That’s why you need to ensure that the document is legally sound, and that it’s written by a professional will writer, after all, this isn’t just something you can jot down yourself.

Sandro said: "A DIY will is exposed to being declared invalid if the terms of the will are ambiguous. This will mean it fails to effectively dispose of your assets in the correct manner.

"By contrast, clauses in professionally drafted wills have stood the test of time and overcome legal scrutiny for centuries."

Watch out for unqualified writers, Sandro explains, as they don’t always understand the intricacies of will clauses and ‘templating’ wording can change the context and meaning of the will, resulting in errors and legal issues.

Other points to consider:

  • Gifts automatically pass to somebody else if you do not specify a fall-back provision.
  • If somebody you have included in your will dies before you do then the asset may pass to someone other than intended.
  • If there’s an inheritance tax liability and provision has been made to pay the resulting tax bill some of your assets may have to be sold to pay HMRC.
  • Problems occur if you no longer own an asset at your death which has been specified in your will. If you have several assets of the same description but of different financial value (e.g. rings) there can be confusion.

Directions
Continue the passage about drafting a will, picking up right after its final sentence.

Source data
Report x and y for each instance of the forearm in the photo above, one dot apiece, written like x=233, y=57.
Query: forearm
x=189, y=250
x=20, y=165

Solved exercise
  • How will those assets be protected until children reach an age that they are financially responsible?
  • What about family pets?
  • Have specific instructions been made as to how the funds are used, like gifts for charity?

Sandro concluded: "If the will hasn’t been properly witnessed it would be deemed invalid. If any amendments to the Will have not been properly structured this too could invalidate it.”

You need to remember without adequate provision in a will any business assets, property abroad or other assets will be frozen or inherited by those other than the intended.

A final point to consider is that if an individual wants another person to carry on living in their property after their death, an incorrectly written DIY will can often lead to these individuals being forced from their home.